# [Given task]
Recast every line of the rows below as a numbered list and skip any blank lines. Omit the pictures from the list.

[Point labeling data from photos]
— BEGIN —
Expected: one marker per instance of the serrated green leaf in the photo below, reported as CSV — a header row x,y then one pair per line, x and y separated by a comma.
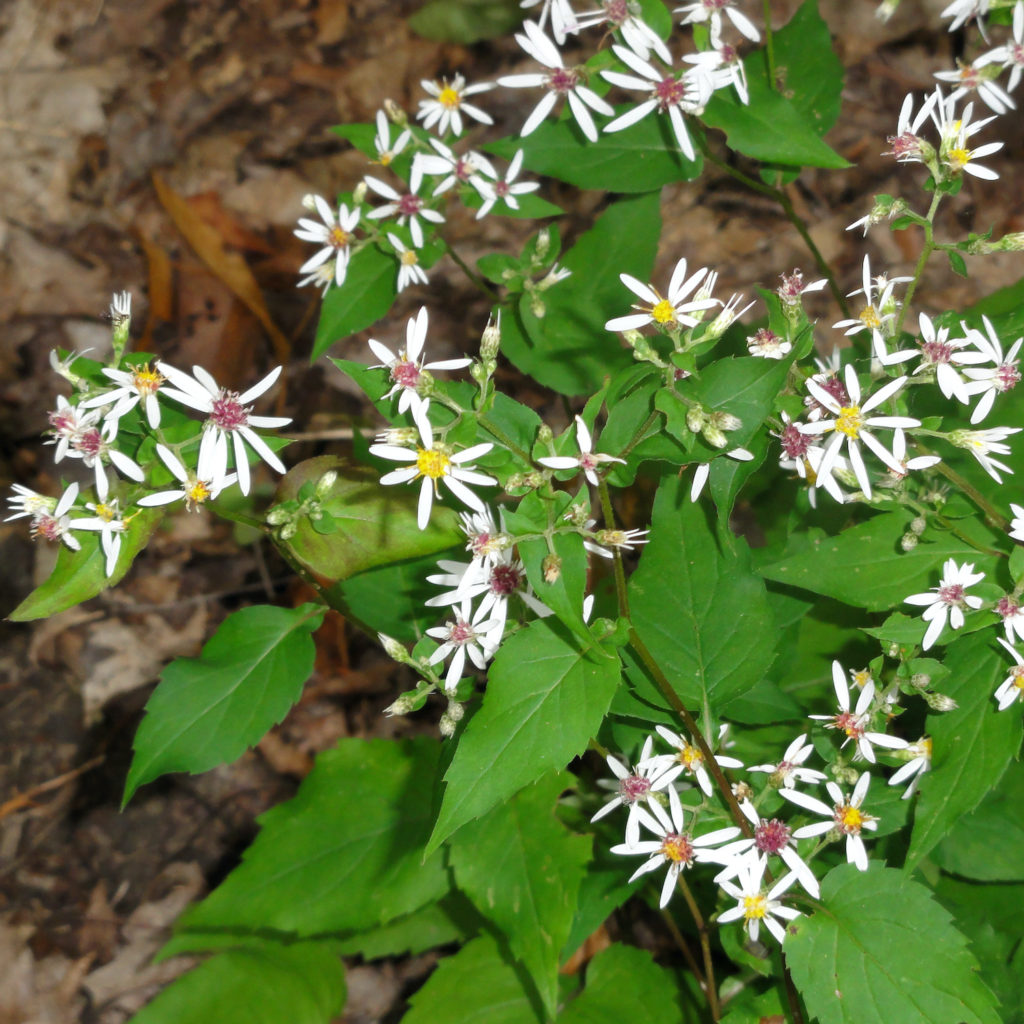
x,y
701,612
568,349
366,295
865,565
376,524
81,574
545,699
639,159
265,983
880,949
522,868
624,983
209,711
474,986
972,744
344,855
— END —
# [The completed task]
1. Expected: one marker per instance of the serrated green leaf in the photo below, reported as CSV — a header row x,y then one pair per line, x and y separated by a comma.
2. x,y
3. 701,612
4. 568,349
5. 366,295
6. 865,565
7. 376,524
8. 81,574
9. 545,699
10. 639,159
11. 265,983
12. 880,949
13. 522,868
14. 624,983
15. 209,711
16. 474,986
17. 972,744
18. 344,855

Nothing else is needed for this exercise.